▶ [Given instruction]
Turn the records below into a JSON list of strings, one string per line, with blank lines skipped and the pictures left out.

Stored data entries
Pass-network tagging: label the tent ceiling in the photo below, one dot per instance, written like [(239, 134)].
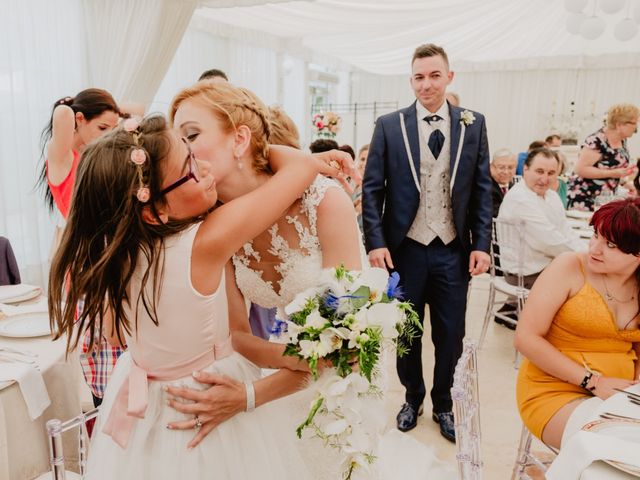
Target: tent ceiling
[(379, 36)]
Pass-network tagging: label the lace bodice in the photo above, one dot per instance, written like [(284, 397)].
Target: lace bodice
[(287, 258)]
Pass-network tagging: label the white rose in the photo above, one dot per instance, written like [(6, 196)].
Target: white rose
[(331, 339), (308, 348)]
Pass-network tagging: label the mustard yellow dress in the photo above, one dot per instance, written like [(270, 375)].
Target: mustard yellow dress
[(584, 329)]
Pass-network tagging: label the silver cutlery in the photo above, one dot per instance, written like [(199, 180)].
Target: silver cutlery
[(615, 416), (26, 353), (11, 357)]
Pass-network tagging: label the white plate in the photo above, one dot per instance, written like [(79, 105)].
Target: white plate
[(578, 214), (18, 293), (628, 430), (26, 325)]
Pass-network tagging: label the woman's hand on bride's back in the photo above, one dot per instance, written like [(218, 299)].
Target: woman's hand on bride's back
[(339, 165), (224, 399)]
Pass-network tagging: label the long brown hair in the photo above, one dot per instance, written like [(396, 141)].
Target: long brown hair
[(106, 233)]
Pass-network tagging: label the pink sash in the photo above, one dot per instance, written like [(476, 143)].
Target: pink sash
[(131, 400)]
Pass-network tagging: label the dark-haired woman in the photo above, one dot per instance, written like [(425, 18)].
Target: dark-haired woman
[(75, 122), (580, 327)]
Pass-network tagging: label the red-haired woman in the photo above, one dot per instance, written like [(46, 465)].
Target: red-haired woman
[(579, 330)]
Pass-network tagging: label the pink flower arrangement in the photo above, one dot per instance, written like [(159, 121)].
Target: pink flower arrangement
[(326, 124)]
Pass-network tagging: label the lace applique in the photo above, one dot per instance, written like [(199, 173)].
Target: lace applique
[(297, 267)]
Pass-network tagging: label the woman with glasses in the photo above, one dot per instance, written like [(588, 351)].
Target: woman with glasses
[(580, 327), (145, 250), (316, 231), (604, 159)]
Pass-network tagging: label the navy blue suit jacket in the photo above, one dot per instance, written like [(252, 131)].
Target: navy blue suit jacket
[(390, 198)]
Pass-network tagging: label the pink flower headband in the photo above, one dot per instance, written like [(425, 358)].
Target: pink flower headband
[(138, 157)]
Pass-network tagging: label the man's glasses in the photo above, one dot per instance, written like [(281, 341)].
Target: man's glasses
[(193, 172), (505, 168)]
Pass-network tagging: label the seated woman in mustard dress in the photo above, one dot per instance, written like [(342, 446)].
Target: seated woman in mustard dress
[(580, 327)]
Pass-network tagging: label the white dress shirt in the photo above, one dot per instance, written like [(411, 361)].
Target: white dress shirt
[(443, 125), (546, 230)]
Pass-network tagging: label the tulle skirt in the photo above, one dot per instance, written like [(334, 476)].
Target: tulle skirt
[(247, 446)]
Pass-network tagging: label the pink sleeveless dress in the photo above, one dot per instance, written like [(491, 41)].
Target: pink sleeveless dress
[(62, 192), (131, 439)]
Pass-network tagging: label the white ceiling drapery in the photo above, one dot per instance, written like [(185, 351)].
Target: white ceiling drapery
[(379, 36)]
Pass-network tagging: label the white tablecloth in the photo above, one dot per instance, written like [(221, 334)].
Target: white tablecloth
[(573, 453), (24, 448)]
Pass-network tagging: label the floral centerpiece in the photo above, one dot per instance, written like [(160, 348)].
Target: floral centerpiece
[(344, 323), (326, 125)]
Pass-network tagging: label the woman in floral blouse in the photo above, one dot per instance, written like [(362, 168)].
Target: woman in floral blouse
[(604, 158)]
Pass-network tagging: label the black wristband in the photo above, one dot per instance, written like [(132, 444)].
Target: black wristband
[(585, 380)]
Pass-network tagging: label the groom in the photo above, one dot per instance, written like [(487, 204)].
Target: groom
[(427, 214)]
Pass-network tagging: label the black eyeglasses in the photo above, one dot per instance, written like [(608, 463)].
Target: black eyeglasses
[(193, 172)]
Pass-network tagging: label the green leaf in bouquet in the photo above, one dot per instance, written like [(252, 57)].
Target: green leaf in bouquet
[(312, 413), (369, 352), (408, 329), (360, 297)]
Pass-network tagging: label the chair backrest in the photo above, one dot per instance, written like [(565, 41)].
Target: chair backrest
[(55, 429), (508, 247), (466, 411)]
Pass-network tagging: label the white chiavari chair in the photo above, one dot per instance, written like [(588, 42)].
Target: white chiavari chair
[(466, 412), (55, 429)]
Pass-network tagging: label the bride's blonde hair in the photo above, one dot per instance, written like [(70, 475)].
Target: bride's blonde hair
[(233, 106)]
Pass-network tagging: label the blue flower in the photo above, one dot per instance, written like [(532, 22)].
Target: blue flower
[(331, 301), (393, 288), (278, 327)]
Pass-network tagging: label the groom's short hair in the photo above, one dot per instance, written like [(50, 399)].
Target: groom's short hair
[(430, 50)]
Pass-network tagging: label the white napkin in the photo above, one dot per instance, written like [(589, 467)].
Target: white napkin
[(38, 307), (586, 447), (11, 292), (31, 385)]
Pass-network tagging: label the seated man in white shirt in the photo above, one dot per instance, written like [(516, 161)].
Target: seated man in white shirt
[(546, 230)]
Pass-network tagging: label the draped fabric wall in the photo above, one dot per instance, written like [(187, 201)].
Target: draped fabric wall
[(53, 49), (42, 58), (131, 44), (246, 65), (518, 104)]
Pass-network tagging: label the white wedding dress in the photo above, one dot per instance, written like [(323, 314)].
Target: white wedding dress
[(290, 262)]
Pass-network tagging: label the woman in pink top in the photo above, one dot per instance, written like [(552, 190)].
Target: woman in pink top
[(140, 235), (75, 122)]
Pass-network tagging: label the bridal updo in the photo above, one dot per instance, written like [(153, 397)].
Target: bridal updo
[(233, 106)]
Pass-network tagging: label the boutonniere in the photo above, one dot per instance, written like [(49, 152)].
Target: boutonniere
[(467, 117)]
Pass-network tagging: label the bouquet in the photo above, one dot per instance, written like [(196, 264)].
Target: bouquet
[(326, 124), (345, 322)]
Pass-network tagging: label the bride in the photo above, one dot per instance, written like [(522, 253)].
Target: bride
[(317, 231)]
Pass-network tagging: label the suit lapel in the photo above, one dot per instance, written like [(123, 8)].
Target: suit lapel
[(454, 115), (411, 123)]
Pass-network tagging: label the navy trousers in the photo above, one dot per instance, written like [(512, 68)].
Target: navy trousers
[(437, 275)]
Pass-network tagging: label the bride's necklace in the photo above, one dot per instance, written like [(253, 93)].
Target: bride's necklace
[(610, 297)]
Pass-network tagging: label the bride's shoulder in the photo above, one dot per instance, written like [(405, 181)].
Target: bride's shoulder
[(316, 192)]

▶ [Output]
[
  "Pass-network tagging: label the tent ceiling in the photo below, one dot per instance, written like [(239, 134)].",
  "Target: tent ceiling",
  "[(379, 36)]",
  "Pass-network tagging: label the lace bodice in the photo above, one dot per instance, written like [(284, 397)].",
  "Target: lace bodice",
  "[(287, 258)]",
  "Pass-network tagging: label the white rose in the photo above, one dot per instance, written like [(6, 196)].",
  "Target: white rose",
  "[(331, 339), (308, 348)]",
  "Pass-network tagging: label the mustard yellow dress in the photo above, one dot per instance, written like [(270, 375)].",
  "Target: mustard yellow dress",
  "[(584, 329)]",
  "Pass-network tagging: label the silver cutlery in the photo above, one dot per instance, written like [(199, 180)].",
  "Target: silver cutlery",
  "[(615, 416), (26, 353), (11, 357)]",
  "Pass-network tagging: label the white plate in the photo above, one dot per instance, written like [(79, 105)].",
  "Target: white plate",
  "[(578, 214), (18, 293), (628, 430), (26, 325)]",
  "Pass-network tagging: label the woman's hand on bride's back in the photo above, one dot per instance, written like [(218, 299)].",
  "Target: woman's hand on bride's back",
  "[(339, 165), (224, 399)]",
  "Pass-network tagging: label the long brown hair in the photo above, one dot per instance, written like [(396, 141)].",
  "Target: long brown hair",
  "[(106, 233)]",
  "Pass-network tagging: label the pink sash in the photo above, one dot per instance, written like [(476, 143)].",
  "Target: pink sash",
  "[(131, 400)]",
  "Pass-network tagging: label the dark-haired woman in the photo above, one dot per instance, written like [(425, 18)].",
  "Target: dark-haired woman",
  "[(75, 122), (580, 327)]",
  "Pass-network tagging: label the red-haired woman in the photo above, one dot per instance, written like [(46, 465)].",
  "Target: red-haired woman",
  "[(579, 330)]",
  "Pass-network tagging: label the pink flower arrangement in the photo above, one dot per instance, written like [(159, 121)].",
  "Target: pink flower arrangement",
  "[(326, 124)]",
  "Pass-network tagging: label the lace applique in the photo above, one dot per instance, written like [(199, 173)].",
  "Target: lace applique",
  "[(297, 267)]",
  "Pass-network tagging: label the woman with glasses in the photo above, one dot per instance, written like [(588, 351)].",
  "Target: woman with glasses",
  "[(580, 327), (145, 250), (316, 231), (604, 159)]",
  "Pass-network tagging: label the navy blue suit jacket in the photo above, one dot per instance, written like [(252, 131)].",
  "Target: navy blue suit jacket",
  "[(390, 198)]",
  "Pass-network tagging: label the pink flower headband in the photo above, one dot per instance, written like [(425, 358)].",
  "Target: pink flower headband",
  "[(138, 157)]",
  "Pass-network tagging: label the man's glasses in the photo above, one dot per instance, written like [(281, 341)].",
  "Target: man's glasses",
  "[(193, 172), (505, 168)]",
  "Pass-network tagging: label the seated woman in mustard dress in the photo above, one dot per instance, written like [(342, 446)].",
  "Target: seated woman in mustard dress",
  "[(580, 327)]",
  "Pass-network tagging: label the white dress shirt in the photo above, one dot per instance, written like [(411, 361)].",
  "Target: white dress shirt",
  "[(443, 125), (546, 230)]",
  "Pass-network tagging: label the tulle skirt in the photo above, one dot per instance, written like [(334, 476)].",
  "Target: tulle skirt",
  "[(247, 446)]",
  "Pass-network tagging: label the pink sleeveless dress in the photo above, one dot per instance, written like [(491, 41)].",
  "Target: pink sleeveless dress",
  "[(62, 192), (131, 439)]",
  "Pass-network tagging: label the white ceiling drapery in the photo above, one dot per instance, written like [(185, 351)].",
  "Target: white ceiling drapery",
  "[(379, 36)]",
  "Pass-network tagging: label the white tablecloth in the photo above, one dot per instance, written like [(221, 334)].",
  "Target: white tablecloth",
  "[(573, 453), (24, 448)]",
  "Pass-network tagging: label the floral centerpiece in the photo above, one dot per instance, written like [(160, 348)].",
  "Target: floral centerpiece",
  "[(344, 323), (326, 125)]",
  "Pass-network tagging: label the woman in floral blouse in the photo above, one dot per instance, written like [(362, 168)].",
  "Target: woman in floral blouse",
  "[(604, 158)]",
  "Pass-network tagging: label the black wristband in the photo above, one dot per instance, written like [(132, 444)].",
  "Target: black wristband",
  "[(585, 380)]",
  "Pass-network tagging: label the groom in the photo above, one dot per instance, written like [(487, 204)].",
  "Target: groom",
  "[(427, 214)]",
  "Pass-network tagging: label the black eyeglasses in the photo above, one dot per instance, written like [(608, 463)].",
  "Target: black eyeglasses",
  "[(193, 172)]",
  "Pass-network tagging: label the green leaf in bouquet in the photo above, one dot per instance, written like [(252, 57)].",
  "Target: green leaf in bouquet",
  "[(312, 413), (369, 352), (408, 329), (360, 297)]",
  "Pass-network tagging: label the chair backrest in the photo above, one dot per instance, written like [(565, 41)].",
  "Target: chair backrest",
  "[(55, 429), (508, 247), (466, 411)]",
  "Pass-network tagging: label the white chiavari chair in the photo above, one dot per instance, written like [(588, 42)].",
  "Target: white chiavari chair",
  "[(466, 412), (55, 429)]",
  "Pass-network tagging: label the bride's blonde hair in the photo above, one dot per instance, written like [(70, 475)].",
  "Target: bride's blonde hair",
  "[(233, 106)]",
  "Pass-network tagging: label the blue flower in the photo above, one dot per instance, written like [(532, 22)].",
  "Target: blue flower",
  "[(331, 301), (393, 288), (278, 327)]",
  "Pass-network tagging: label the groom's short hair in the photo above, one dot per instance, written like [(50, 399)].",
  "Target: groom's short hair",
  "[(430, 50)]",
  "Pass-network tagging: label the white napkin in the photo above, one dot per instance, written like [(589, 467)].",
  "Target: white napkin",
  "[(38, 307), (586, 447), (11, 292), (31, 385)]",
  "Pass-network tagging: label the seated man in white shirt in the photo above, one dot per instance, written like [(516, 161)].",
  "Target: seated man in white shirt",
  "[(546, 230)]",
  "Pass-network tagging: label the draped fabric wall in the photo above, one dot per instance, written like [(187, 201)].",
  "Target: draped fabric wall",
  "[(53, 49), (42, 58), (131, 44), (246, 65), (518, 104)]",
  "Pass-network tagging: label the white wedding dress in the photo above, one dot per instance, written like [(323, 314)].",
  "Target: white wedding dress",
  "[(290, 262)]",
  "Pass-network tagging: label the woman in pink top in the photo above, one dot per instance, written like [(552, 190)].",
  "Target: woman in pink top",
  "[(140, 235), (75, 122)]",
  "Pass-network tagging: label the bridal updo in the photo above, one dot per instance, written like [(153, 397)].",
  "Target: bridal updo",
  "[(233, 106)]",
  "Pass-network tagging: label the boutonniere in the photo above, one dot per instance, written like [(49, 152)].",
  "Target: boutonniere",
  "[(467, 117)]",
  "Pass-network tagging: label the bouquet in the photo above, one dot per instance, written like [(196, 264)].",
  "Target: bouquet",
  "[(326, 124), (345, 322)]",
  "Pass-network tagging: label the bride in the photo above, one dot per instance, written like [(522, 253)].",
  "Target: bride",
  "[(317, 231)]",
  "Pass-network tagging: label the suit lapel in the photo above, one dot per instance, written like [(123, 8)].",
  "Target: suit lapel",
  "[(454, 115), (411, 123)]",
  "Pass-network tagging: label the navy trousers in the photo above, one dot per instance, written like [(512, 68)].",
  "Target: navy trousers",
  "[(437, 275)]",
  "Pass-network tagging: label the bride's necklace in the photo above, one dot per instance, written like [(253, 93)].",
  "Target: bride's necklace",
  "[(610, 297)]",
  "Pass-network tagging: label the bride's shoulder in the photo above, one dot per instance, written like [(405, 181)].",
  "Target: bride's shoulder",
  "[(316, 192)]"
]